-------- Provided records
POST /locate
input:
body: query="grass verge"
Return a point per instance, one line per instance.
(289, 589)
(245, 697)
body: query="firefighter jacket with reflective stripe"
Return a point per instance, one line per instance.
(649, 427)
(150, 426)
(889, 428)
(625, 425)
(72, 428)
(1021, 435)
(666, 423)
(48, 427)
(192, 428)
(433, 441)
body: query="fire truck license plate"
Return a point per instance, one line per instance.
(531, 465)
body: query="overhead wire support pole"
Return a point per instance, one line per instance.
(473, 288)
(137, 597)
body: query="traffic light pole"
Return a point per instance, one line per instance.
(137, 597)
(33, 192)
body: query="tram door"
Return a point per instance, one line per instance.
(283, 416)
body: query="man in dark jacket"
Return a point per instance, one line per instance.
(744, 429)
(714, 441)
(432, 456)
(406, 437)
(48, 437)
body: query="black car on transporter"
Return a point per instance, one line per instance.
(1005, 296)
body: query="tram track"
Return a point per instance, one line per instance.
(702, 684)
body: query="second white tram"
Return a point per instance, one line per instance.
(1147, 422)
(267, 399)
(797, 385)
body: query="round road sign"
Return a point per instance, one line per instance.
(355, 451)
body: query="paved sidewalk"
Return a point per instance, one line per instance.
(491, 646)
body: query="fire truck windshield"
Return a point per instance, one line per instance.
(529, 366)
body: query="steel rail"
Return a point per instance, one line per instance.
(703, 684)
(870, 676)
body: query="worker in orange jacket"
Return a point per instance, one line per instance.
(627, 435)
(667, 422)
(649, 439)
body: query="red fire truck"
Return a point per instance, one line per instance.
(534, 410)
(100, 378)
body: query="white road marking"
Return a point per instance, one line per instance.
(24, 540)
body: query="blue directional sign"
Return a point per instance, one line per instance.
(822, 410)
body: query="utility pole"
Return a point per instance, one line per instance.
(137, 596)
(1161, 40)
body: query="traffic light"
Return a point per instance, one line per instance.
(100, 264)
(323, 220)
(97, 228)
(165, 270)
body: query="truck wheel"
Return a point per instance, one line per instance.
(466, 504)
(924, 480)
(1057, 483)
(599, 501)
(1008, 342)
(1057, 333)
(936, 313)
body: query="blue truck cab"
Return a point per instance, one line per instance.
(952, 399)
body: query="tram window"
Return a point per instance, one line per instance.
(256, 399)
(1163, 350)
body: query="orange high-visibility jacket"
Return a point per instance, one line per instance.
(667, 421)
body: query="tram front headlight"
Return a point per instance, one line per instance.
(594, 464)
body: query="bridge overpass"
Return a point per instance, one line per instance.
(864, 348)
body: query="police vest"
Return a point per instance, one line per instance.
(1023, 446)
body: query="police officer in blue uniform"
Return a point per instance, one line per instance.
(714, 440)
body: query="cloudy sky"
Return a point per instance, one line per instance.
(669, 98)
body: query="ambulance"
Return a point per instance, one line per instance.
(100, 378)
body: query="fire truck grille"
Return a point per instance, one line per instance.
----------------
-------- Provided records
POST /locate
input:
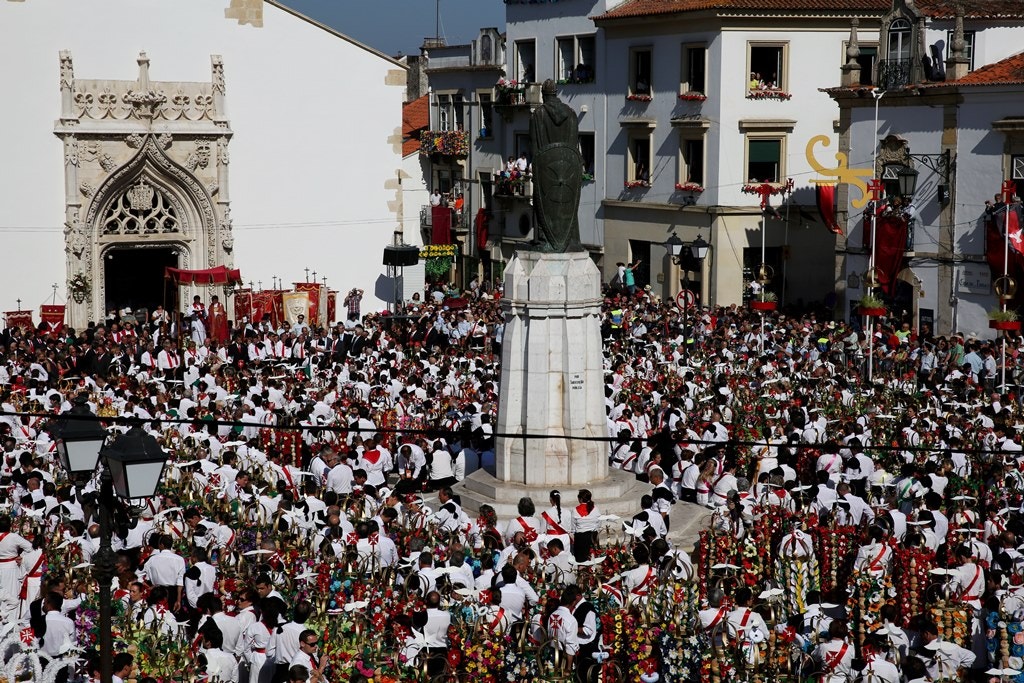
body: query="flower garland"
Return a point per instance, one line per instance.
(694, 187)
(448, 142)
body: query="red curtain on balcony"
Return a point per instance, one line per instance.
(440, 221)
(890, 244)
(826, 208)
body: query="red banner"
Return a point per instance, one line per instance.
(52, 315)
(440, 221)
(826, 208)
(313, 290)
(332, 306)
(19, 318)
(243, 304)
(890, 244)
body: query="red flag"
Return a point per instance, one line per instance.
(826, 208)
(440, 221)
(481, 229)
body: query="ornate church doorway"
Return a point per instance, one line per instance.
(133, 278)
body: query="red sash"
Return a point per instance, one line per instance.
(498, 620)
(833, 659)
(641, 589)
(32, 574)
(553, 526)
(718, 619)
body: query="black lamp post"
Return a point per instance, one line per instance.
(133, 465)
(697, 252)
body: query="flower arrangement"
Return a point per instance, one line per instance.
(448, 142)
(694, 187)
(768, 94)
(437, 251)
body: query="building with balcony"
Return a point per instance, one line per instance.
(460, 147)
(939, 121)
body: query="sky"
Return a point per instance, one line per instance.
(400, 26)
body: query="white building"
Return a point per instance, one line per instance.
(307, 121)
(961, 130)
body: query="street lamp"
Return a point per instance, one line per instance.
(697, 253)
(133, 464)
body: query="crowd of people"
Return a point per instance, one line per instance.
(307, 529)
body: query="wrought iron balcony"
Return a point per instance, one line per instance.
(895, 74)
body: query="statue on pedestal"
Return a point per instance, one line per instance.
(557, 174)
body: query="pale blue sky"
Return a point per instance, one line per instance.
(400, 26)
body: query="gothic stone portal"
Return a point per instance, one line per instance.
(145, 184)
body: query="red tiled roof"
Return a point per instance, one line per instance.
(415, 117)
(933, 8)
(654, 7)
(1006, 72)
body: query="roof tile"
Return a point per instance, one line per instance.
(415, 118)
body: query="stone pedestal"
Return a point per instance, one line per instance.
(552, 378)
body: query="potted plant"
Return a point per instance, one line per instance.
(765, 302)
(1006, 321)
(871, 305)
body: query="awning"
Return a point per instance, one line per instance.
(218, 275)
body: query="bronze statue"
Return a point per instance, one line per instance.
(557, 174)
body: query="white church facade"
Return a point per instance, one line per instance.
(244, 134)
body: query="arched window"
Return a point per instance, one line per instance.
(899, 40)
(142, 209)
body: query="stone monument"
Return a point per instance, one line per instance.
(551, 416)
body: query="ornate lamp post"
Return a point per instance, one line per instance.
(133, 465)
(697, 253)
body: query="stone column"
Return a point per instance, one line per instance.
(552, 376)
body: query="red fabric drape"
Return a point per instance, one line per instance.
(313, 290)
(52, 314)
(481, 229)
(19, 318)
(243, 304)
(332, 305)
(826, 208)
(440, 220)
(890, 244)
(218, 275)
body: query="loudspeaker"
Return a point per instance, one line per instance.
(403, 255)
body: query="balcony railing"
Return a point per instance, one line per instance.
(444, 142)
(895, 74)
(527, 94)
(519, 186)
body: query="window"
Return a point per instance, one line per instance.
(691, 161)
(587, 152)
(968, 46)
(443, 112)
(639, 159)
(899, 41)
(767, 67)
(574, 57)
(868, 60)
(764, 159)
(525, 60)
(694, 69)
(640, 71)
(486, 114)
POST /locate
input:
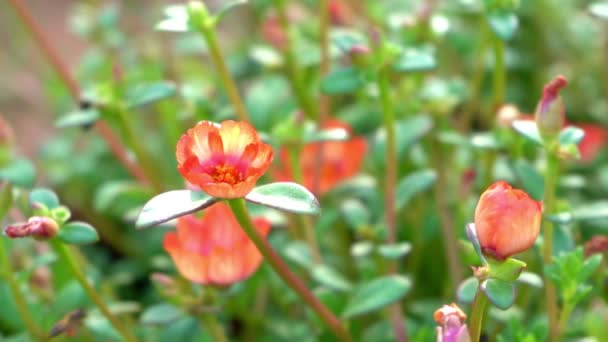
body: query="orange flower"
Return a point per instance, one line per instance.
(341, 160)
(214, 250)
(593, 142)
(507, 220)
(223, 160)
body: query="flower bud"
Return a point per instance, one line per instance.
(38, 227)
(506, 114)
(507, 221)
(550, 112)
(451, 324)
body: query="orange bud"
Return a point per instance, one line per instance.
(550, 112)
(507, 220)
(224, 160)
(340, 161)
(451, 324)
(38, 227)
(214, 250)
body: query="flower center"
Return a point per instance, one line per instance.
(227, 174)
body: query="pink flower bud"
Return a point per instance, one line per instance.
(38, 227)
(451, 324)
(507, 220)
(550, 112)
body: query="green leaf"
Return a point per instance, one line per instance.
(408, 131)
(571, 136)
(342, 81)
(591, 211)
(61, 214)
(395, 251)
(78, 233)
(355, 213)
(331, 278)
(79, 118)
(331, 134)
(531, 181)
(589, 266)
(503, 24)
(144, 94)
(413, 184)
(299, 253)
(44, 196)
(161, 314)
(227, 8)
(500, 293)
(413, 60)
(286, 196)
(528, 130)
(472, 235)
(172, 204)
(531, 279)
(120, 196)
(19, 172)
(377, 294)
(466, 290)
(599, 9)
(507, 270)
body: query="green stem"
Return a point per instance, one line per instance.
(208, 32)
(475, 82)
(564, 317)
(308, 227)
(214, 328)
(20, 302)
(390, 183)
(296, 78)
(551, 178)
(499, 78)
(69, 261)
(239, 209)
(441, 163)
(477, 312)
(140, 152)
----------------
Considering the entries above, how many lines contain "church"? Give that number with nothing else.

Reply »
2